### Selection
^^^^^^^^^^^^^^^^

Section 1.01 REGISTERED OFFICE. The registered office of the
corporation in Pennsylvania shall be at Fork Street, Mount Pocono, PA until
otherwise established by an amendment of the articles or by the board of
directors and a record of such change is filed with the Department of State in
the manner, provided by law.

Section 1.02 OTHER OFFICE. The corporation may also have
offices at such other places within or without Pennsylvania as the board of
directors may from time to time appoint or the business of the corporation may
require.

Section 1.03 FISCAL YEAR. The fiscal year of the corporation
shall begin the 1st day of January in each year.

ARTICLE II
NOTICE - WAIVERS - MEETINGS GENERALLY

Section 2.01 MANNER OF GIVING NOTICE.

^^^^^^^^^^^^^^^^

### Provided material
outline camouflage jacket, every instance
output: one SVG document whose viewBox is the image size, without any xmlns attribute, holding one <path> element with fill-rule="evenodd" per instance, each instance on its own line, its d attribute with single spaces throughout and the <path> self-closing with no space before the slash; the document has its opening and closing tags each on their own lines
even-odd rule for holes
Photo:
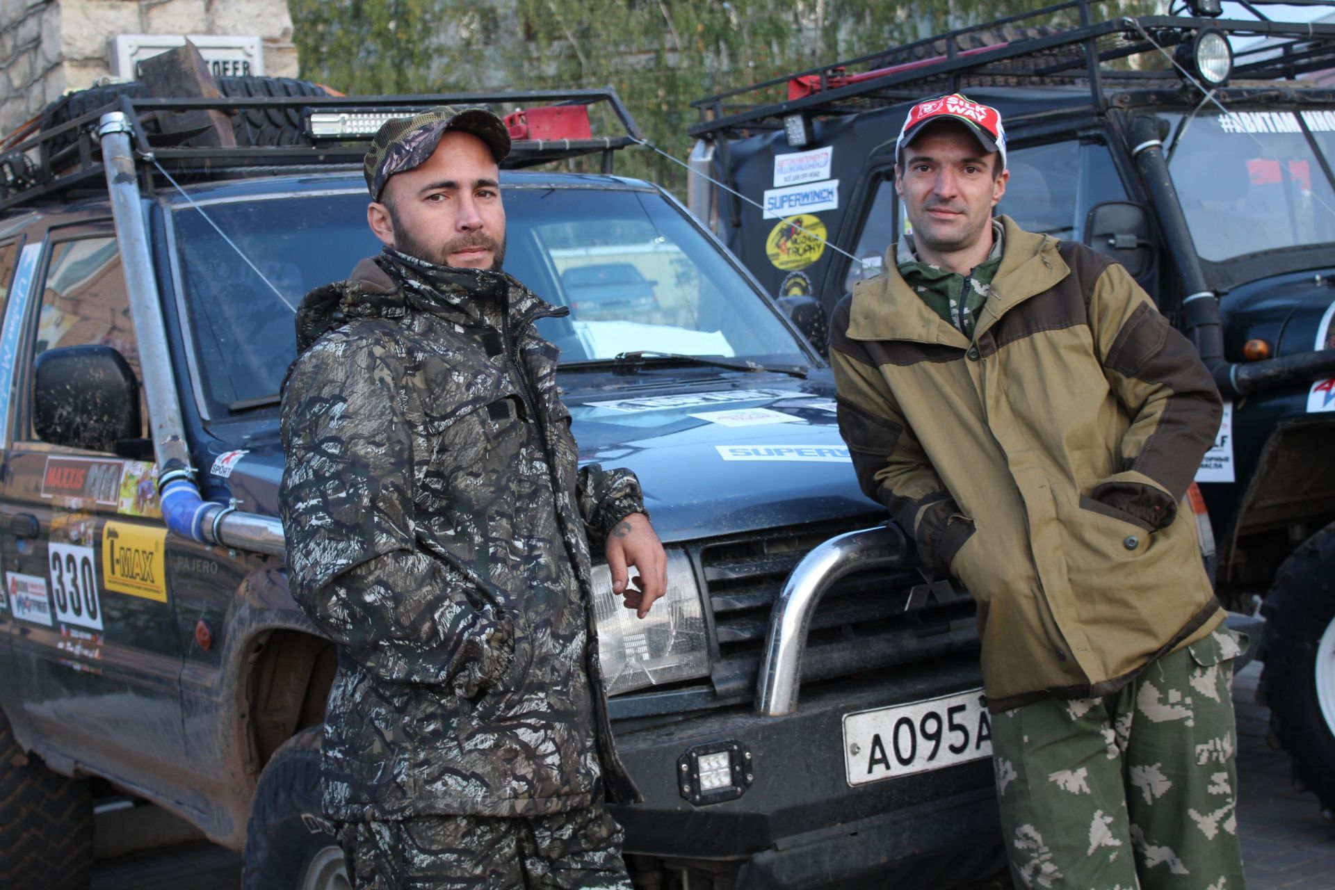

^^^^^^^^^^^^^^^^

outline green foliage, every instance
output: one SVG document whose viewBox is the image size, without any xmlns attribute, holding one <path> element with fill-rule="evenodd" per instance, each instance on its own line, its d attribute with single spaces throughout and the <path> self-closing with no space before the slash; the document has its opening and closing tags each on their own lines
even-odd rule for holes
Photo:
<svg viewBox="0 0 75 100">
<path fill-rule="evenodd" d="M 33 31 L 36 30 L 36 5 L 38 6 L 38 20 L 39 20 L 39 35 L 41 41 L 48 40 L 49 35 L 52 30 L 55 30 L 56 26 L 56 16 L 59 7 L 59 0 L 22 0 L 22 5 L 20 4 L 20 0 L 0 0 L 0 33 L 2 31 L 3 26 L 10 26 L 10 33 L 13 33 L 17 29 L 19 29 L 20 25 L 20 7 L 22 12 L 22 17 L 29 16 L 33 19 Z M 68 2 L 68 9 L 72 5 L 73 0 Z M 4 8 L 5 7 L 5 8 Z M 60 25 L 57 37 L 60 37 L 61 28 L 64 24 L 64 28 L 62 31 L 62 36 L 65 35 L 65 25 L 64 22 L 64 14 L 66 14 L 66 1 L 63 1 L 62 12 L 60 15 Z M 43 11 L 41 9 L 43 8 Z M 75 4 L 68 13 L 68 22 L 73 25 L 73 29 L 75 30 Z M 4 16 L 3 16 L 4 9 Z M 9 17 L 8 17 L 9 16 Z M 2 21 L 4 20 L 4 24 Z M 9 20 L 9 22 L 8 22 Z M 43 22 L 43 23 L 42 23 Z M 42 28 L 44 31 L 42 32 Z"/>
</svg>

^^^^^^^^^^^^^^^^

### What is expected
Pick up the corporate bylaws text where it stops and continue writing it. The items are separate material, apart from the bylaws text.

### Task answer
(a) General rule. Whenever written notice is required to be
given to any person under the provisions of the Business Corporation Law or by
the Articles or these bylaws, it may be given to the person either personally or
by sending a copy thereof by first class or express mail, postage prepaid, or by
telegram (with messenger service specified), telex or TWX (with answerback
received) or courier service, charges prepaid, or by telecopier, to the address
(or to the telex, TWX, telecopier or telephone number) of the person appearing
on the books of the corporation or, in the case of directors, supplied by the
directors to the corporation for the purpose of notice. If the notice is sent by
mail, telegraph or courier service, it shall be deemed to have been given to the
person entitled thereto when deposited in the United States mail or with a
telegraph office or courier service for delivery to that person or, in the case
of telex or TWX, when dispatched or, in the case of telecopier, when received. A
notice of meeting shall specify the place, day and hour of the meeting and any
other information required by any other provision of the Business Corporation
Law, the articles or these bylaws.

(b) Adjourned shareholder meetings. When a meeting of
shareholders is adjourned, it shall not be necessary to give any notice of the
adjourned meeting or of the business to be transacted at an adjourned meeting,
other than by announcement at the meeting at which the adjournment is taken,
unless the board fixes a new record date for the adjourned meeting.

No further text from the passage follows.